═══ EXTRACT TO READ ═══

The application of the drive-by concept for the dynamic characterization of bridges is not limited to natural frequency assessment. Accurately extracting a bridge mode shape with sufficient spatial resolution usually requires a large number of sensors or multiple experimental setups. These issues make very attractive the idea of using the vehicle as a moving sensor to scan virtually every point along the bridge’s length. Zhang et al. [48] were pioneers in the development of a methodology for mode shape assessment from dynamic data of a moving vehicle. They proposed the use of a vehicle equipped with an exciter capable of applying a sinusoidal force. For this special vehicle moving over a bridge modeled as a plate, the authors analytically derived a solution for its vertical acceleration and proved that, under the assumption of a very stiff vehicle, the square of the modal ordinate amplitude is proportional to the amplitude of the acceleration spectra. The method was tested and demonstrated both numerically and experimentally in a reduced-scale experiment. However, the necessity to install a shaker on the vehicle imposed extra difficulties on practical applications.

Yang et al. [30] first introduced a formulation for assessing the mode shapes of a simply supported bridge in which the excitation is provided only by the passage of the vehicle. The authors demonstrated analytically that the mode shape can be extracted from the instantaneous amplitude, which is computed as the modulus of the analytical signal derived from the Hilbert transform of the part of the vehicle response related to the natural frequency of the bridge. This method implies the use of dedicated techniques to identify the frequency of the bridge and filter the signal to isolate only the portion related to the bridge. The authors applied the method to a case study involving a simply supported bridge and a sprung mass vehicle. From this study, two major drawbacks of the method became evident. Firstly, its accuracy, especially for higher order modes, seems to strongly rely on the use of very low speeds, on the order of 2 m/s, which would impose operational constraints from the practical point of view. Besides that, the results for higher-order modes have shown to be deeply affected by track irregularities which is another obstacle to be overcome to enable practical applications if the identification of higher-order modes is required.

═══ ENTRIES SUPPLIED ═══

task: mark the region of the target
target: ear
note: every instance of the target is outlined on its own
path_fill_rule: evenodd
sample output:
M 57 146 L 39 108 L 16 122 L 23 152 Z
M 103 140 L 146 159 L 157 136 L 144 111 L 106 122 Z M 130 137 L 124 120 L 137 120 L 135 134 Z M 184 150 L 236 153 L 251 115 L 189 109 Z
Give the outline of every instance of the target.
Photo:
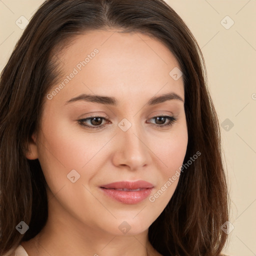
M 38 158 L 36 138 L 34 134 L 31 136 L 28 144 L 28 151 L 26 152 L 26 158 L 30 160 L 34 160 Z

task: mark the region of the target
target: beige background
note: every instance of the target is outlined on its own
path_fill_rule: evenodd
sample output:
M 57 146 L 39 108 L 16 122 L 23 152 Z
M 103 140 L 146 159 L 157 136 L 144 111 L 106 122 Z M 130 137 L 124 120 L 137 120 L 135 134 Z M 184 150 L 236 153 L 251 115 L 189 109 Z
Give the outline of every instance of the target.
M 24 24 L 25 18 L 20 17 L 30 20 L 43 2 L 0 0 L 0 70 L 23 31 L 16 21 L 21 23 L 22 18 Z M 256 0 L 166 2 L 184 19 L 202 50 L 220 122 L 228 118 L 234 124 L 226 130 L 224 122 L 221 128 L 234 227 L 226 252 L 256 255 Z

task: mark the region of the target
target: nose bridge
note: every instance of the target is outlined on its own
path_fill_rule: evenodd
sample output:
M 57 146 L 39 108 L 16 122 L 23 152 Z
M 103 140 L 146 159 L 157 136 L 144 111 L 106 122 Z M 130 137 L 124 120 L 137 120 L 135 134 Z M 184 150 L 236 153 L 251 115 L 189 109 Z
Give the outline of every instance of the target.
M 123 118 L 118 126 L 118 164 L 132 169 L 142 167 L 148 162 L 150 155 L 141 122 L 136 117 L 128 117 Z

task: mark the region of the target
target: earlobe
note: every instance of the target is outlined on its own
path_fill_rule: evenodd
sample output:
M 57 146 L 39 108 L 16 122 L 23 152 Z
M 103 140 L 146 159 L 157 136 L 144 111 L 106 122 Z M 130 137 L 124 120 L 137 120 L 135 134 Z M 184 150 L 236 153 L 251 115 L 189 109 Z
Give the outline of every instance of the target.
M 38 158 L 38 146 L 36 141 L 36 136 L 33 134 L 28 143 L 28 150 L 26 154 L 26 158 L 30 160 L 34 160 Z

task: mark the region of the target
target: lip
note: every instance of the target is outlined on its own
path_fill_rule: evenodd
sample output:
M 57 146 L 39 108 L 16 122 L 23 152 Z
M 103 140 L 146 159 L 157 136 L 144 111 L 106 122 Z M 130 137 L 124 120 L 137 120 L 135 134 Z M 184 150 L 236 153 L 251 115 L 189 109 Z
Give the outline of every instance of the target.
M 145 180 L 123 181 L 102 185 L 100 189 L 106 196 L 124 204 L 134 204 L 148 198 L 154 186 Z M 137 191 L 124 191 L 120 189 L 140 190 Z

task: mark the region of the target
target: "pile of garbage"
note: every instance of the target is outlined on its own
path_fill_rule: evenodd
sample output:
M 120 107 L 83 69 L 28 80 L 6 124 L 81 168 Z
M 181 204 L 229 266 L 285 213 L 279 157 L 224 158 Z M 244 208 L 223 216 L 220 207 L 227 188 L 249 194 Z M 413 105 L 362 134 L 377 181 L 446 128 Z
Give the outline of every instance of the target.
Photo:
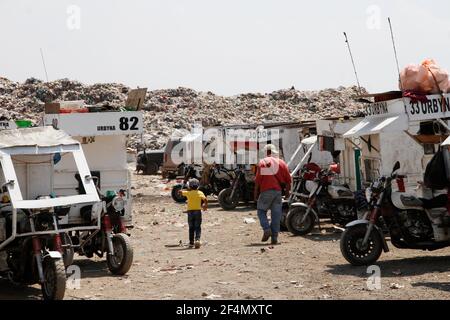
M 26 118 L 38 124 L 44 103 L 56 100 L 84 100 L 90 105 L 119 108 L 124 106 L 129 90 L 117 83 L 84 85 L 68 79 L 43 82 L 34 78 L 18 83 L 0 77 L 0 117 Z M 357 87 L 321 91 L 298 91 L 292 87 L 231 97 L 188 88 L 148 91 L 142 108 L 144 141 L 149 148 L 160 148 L 175 129 L 190 130 L 194 122 L 209 127 L 355 115 L 363 107 L 355 100 L 358 95 Z M 133 137 L 129 146 L 136 147 L 138 141 L 139 137 Z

═══

WRITTEN TASKS
1) Translate this sentence from the text on drive-by mode shape identification of bridges into Spanish: "They proposed the use of a vehicle equipped with an exciter capable of applying a sinusoidal force."
2) Continue the text on drive-by mode shape identification of bridges, starting right after its final sentence.

EXPECTED ANSWERS
1) Propusieron el uso de un vehículo equipado con un excitador capaz de aplicar una fuerza sinusoidal.

2)
A recent study conducted by Tan et al. [29] further investigated the methodology proposed by Yang et al. [30] for different values of the bridge’s damping ratio. As presented in Figure 8a, the damping significantly distorts the mode shape, shifting it to the left. Based on an analytical formulation of the bridge vehicle interaction model considering the damping, the authors proposed a correction factor for the original formulation which is a function of the bridge’s natural frequency and damping ratio. As can be seen in Figure 8b, the proposed correction can significantly improve the results; however, some distortion is still present for high damping values, which the authors claim can be corrected by applying a smooth operation to the instantaneous amplitudes.

Malekjafarian and OBrien [31] introduced the Short Time Frequency Domain Decomposition (STFDD) technique for mode shape assessment. This method is based on the application of the Frequency Domain Decomposition (FDD) [49] method to the signals measured in consecutive axles of the vehicle. The bridge is divided into equal-length segments (see Figure 9) and the measurement is performed in stages where each axle is over one of the segments. For each stage, a modal ordinate vector with two elements is obtained by the FDD, and since each stage has overlapping segments, the global mode shape vector can be reconstructed by a progressive rescaling procedure. The authors achieved satisfactory results under the influence of track irregularities by combining the STFDD with the method of subtracting the signal from consecutive axles. The performance of the method was not evaluated as a function of the vehicle speed; however, very low speeds (in the order of 1 m/s) were used in the presented case study. Although it has not been tested, it is possible to infer that the increase in speed will be harmful to the method since there will be a significant reduction in the acquisition time and, consequently, in the frequency resolution obtained with the FFTs.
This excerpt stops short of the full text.